◆ Task instructions ◆
Every line from the one with "One point per instance of the carved" through the end of the records below should be restated word for word, and nothing outside that span.
— START Material provided —
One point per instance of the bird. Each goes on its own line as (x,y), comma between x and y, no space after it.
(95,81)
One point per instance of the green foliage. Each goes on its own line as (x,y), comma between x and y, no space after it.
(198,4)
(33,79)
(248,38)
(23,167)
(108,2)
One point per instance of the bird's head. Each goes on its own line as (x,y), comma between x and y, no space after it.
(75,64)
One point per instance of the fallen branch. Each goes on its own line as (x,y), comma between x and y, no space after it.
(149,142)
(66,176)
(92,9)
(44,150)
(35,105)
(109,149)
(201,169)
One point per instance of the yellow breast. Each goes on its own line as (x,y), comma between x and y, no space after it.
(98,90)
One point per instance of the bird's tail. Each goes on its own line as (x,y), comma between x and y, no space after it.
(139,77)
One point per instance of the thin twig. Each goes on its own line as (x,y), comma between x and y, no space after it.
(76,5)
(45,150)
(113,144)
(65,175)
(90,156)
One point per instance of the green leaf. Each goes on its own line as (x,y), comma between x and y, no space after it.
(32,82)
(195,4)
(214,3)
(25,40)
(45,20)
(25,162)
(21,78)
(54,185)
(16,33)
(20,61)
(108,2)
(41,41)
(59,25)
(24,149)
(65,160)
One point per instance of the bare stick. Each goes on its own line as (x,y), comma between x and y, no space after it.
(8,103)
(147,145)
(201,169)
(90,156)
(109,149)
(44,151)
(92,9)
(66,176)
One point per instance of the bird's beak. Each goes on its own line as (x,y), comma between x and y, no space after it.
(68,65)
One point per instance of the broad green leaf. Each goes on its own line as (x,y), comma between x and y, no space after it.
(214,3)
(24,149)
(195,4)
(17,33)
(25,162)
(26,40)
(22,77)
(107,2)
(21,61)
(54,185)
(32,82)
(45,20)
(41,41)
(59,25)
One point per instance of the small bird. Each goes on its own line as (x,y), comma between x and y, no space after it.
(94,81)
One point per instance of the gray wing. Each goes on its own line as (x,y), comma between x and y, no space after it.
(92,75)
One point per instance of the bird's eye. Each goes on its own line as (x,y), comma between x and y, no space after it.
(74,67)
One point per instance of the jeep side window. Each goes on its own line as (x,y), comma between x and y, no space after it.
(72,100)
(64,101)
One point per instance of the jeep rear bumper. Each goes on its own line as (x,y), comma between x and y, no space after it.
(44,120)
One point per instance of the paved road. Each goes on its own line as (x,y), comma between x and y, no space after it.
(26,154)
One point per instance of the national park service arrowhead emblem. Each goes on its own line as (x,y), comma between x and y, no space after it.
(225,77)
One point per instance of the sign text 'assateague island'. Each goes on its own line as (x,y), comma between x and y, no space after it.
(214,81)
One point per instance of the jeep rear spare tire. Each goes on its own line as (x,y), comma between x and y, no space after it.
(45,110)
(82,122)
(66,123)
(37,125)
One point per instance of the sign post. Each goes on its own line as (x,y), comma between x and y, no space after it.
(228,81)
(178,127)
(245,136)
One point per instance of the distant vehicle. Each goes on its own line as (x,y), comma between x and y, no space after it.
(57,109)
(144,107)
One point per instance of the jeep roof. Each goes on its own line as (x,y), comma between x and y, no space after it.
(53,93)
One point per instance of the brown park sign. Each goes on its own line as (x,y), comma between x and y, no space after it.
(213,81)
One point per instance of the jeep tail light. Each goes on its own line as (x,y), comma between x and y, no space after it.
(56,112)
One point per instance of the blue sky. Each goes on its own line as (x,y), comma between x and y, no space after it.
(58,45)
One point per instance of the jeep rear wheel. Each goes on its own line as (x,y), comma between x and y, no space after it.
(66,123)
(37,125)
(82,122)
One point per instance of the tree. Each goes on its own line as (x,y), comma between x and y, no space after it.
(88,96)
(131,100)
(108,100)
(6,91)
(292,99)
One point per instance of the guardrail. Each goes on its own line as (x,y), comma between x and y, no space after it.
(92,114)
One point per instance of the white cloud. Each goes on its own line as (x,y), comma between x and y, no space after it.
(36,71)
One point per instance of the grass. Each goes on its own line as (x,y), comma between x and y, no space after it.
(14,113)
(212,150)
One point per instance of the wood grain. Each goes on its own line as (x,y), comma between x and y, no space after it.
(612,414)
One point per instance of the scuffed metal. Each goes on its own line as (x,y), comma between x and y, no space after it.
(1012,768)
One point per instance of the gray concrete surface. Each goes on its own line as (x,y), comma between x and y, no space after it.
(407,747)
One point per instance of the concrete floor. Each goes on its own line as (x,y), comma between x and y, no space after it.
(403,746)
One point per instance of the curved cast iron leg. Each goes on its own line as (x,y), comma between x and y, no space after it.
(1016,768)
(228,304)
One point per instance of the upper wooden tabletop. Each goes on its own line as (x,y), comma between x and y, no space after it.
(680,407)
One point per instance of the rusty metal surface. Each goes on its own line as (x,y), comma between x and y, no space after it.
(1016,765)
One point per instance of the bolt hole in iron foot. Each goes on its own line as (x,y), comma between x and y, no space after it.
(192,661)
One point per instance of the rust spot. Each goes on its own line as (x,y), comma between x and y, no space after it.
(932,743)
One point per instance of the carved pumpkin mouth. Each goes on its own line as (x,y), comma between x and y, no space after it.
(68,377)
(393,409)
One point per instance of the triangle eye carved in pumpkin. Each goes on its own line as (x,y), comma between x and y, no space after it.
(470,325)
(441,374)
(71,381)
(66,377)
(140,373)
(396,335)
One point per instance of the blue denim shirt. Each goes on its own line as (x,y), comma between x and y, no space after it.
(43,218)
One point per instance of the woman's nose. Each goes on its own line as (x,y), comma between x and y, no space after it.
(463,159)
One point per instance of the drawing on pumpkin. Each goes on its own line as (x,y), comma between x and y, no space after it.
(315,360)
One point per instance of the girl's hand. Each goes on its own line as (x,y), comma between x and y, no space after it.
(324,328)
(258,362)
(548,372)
— END Material provided —
◆ Reply to the task ◆
One point per instance of the carved pumpkin mouth. Each goes on its own line as (x,y), comma between x and y, no space after it.
(68,377)
(393,409)
One point per instance of the triangle eye carved in pumpkin. Each goes on its own line as (x,y), comma between x and y, no space after it.
(470,325)
(441,374)
(71,381)
(66,377)
(140,373)
(396,335)
One point per instance of the blue denim shirt. Each goes on its own line as (x,y), comma between x and y, no space after it.
(43,218)
One point per instance of the woman's nose. Each goes on its own line as (x,y), comma between x and y, no space after it.
(463,159)
One point per instance of the drawing on pumpkin. Each goes on its own line as (x,y), comma between x and y, no space after it.
(315,360)
One point per instance of the girl's hand. Each goes on its own line as (x,y), comma between x and y, no space after it.
(324,328)
(258,362)
(548,372)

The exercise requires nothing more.